→ Data
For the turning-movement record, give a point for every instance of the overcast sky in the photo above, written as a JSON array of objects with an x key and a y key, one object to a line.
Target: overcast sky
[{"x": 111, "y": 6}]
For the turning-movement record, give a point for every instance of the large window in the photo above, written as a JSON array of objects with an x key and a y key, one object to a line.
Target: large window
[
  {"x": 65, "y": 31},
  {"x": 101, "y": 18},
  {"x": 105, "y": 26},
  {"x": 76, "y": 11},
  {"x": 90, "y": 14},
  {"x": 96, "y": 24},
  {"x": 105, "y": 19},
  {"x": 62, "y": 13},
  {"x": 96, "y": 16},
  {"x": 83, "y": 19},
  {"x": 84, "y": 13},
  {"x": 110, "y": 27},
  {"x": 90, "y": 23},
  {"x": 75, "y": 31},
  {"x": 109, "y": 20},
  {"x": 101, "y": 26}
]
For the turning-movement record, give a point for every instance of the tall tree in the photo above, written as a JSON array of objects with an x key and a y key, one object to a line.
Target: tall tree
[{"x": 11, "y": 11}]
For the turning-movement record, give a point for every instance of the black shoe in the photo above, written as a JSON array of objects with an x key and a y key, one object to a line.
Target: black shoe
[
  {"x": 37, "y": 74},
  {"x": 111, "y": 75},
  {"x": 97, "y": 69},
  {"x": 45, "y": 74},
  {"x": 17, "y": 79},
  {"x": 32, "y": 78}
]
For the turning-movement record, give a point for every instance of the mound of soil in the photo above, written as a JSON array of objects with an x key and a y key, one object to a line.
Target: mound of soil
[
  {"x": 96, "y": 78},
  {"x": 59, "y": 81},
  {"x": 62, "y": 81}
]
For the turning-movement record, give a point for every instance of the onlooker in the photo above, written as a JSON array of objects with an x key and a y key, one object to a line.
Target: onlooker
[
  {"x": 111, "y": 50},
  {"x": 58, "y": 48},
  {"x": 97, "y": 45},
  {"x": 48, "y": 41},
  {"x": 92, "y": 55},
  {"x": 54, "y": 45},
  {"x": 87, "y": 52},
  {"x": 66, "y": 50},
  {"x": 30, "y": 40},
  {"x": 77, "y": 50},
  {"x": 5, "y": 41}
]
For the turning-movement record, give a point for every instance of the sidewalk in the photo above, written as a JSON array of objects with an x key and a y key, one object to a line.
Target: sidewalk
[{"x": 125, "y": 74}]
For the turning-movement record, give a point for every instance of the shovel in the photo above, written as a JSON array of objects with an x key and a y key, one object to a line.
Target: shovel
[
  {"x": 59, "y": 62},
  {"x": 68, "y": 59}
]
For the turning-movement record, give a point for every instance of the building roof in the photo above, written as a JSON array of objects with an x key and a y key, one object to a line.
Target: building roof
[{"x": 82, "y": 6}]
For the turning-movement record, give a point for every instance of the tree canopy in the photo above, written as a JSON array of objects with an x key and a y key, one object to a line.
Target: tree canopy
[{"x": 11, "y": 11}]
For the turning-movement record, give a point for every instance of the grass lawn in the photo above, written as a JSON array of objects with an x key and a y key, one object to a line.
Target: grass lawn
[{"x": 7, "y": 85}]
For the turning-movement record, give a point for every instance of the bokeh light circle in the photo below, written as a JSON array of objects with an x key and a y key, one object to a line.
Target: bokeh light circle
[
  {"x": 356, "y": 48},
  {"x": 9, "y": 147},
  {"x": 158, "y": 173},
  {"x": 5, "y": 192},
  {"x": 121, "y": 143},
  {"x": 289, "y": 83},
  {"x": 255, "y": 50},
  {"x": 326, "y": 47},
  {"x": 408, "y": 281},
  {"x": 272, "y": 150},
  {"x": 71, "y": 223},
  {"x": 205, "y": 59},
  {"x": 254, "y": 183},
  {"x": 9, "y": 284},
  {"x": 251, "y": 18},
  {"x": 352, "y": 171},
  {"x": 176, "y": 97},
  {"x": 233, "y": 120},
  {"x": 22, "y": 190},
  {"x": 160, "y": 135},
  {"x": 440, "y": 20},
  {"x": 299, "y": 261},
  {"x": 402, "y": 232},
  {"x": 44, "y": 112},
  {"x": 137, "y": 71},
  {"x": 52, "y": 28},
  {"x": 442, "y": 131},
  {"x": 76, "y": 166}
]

→ Instructions for the task
Please copy exactly the lines from the first line of the records above through the line containing "of the onlooker", including both, and nothing more.

→ Answer to the problem
For the turning-movement record, give a point for every instance of the overcast sky in the photo above, written as a JSON array of objects with an x key and a y key, one object to a line.
Target: overcast sky
[{"x": 111, "y": 6}]
For the turning-movement record, give a point for every instance of the large window in the photo above, written as a JSON array of objects with an x key and a y key, one object to a line.
Target: large window
[
  {"x": 65, "y": 31},
  {"x": 101, "y": 18},
  {"x": 105, "y": 26},
  {"x": 76, "y": 11},
  {"x": 90, "y": 14},
  {"x": 96, "y": 24},
  {"x": 105, "y": 19},
  {"x": 62, "y": 13},
  {"x": 96, "y": 16},
  {"x": 83, "y": 19},
  {"x": 84, "y": 13},
  {"x": 110, "y": 27},
  {"x": 90, "y": 23},
  {"x": 75, "y": 31},
  {"x": 109, "y": 20},
  {"x": 101, "y": 26}
]
For the turning-movement record, give a point for every instance of the tall tree in the photo above, written as a JSON array of objects with an x key and a y key, one object to a line.
Target: tall tree
[{"x": 11, "y": 11}]
For the turning-movement record, give a point for every instance of the black shoe in the photo above, written as a JSON array of objects with an x key and a y key, one object to a line.
Target: black shoe
[
  {"x": 37, "y": 74},
  {"x": 111, "y": 75},
  {"x": 97, "y": 69},
  {"x": 45, "y": 74},
  {"x": 17, "y": 79},
  {"x": 32, "y": 78}
]
For the turning-movement record, give a point for every instance of the mound of soil in the photo above, written as a JSON array of objects with an x key and a y key, one object to a line.
Target: mound of soil
[
  {"x": 96, "y": 78},
  {"x": 59, "y": 81},
  {"x": 62, "y": 81}
]
For the turning-movement record, give a point for every instance of the onlooker in the photo above, written as a JSON array of objects with an x key and a y key, one object to a line.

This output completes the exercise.